> DO THIS
Pick out every line of the records below that contains the word "plate", and copy each of those lines.

━━ EXTRACTED INFORMATION ━━

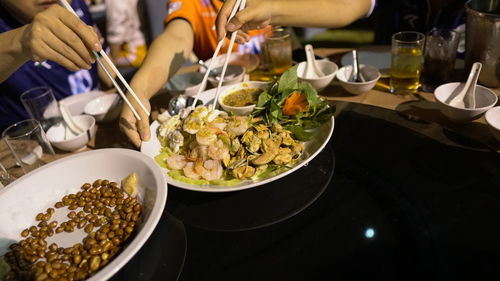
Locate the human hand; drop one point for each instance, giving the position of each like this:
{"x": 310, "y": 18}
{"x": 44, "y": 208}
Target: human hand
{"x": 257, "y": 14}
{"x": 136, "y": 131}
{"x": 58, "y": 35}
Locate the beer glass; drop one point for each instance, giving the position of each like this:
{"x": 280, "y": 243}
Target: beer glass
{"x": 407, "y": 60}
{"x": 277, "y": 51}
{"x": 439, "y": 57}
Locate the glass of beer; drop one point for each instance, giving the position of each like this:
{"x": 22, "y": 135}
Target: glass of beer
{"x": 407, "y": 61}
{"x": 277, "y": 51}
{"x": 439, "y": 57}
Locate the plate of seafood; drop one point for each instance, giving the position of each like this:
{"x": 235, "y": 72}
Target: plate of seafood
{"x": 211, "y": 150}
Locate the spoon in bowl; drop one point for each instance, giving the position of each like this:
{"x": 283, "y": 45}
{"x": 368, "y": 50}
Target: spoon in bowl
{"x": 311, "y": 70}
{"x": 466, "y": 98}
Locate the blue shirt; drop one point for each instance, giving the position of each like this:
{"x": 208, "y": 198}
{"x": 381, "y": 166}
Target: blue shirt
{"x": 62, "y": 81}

━━━
━━ EXTRACTED INFORMATION ━━

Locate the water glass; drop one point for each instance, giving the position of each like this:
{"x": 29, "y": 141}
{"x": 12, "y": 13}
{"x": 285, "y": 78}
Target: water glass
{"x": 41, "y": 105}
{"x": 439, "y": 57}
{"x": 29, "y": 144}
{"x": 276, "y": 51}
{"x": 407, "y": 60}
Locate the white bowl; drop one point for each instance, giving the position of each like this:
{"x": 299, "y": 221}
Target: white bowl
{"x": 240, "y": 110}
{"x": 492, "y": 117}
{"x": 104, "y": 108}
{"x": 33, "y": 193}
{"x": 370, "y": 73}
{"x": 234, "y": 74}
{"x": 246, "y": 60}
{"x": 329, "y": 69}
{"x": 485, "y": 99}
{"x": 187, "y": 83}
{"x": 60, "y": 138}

━━━

> RESULT OF THE TASK
Locate the plate of seafood; drop one point for each instance, giving the position of each like this:
Target: plate of seafood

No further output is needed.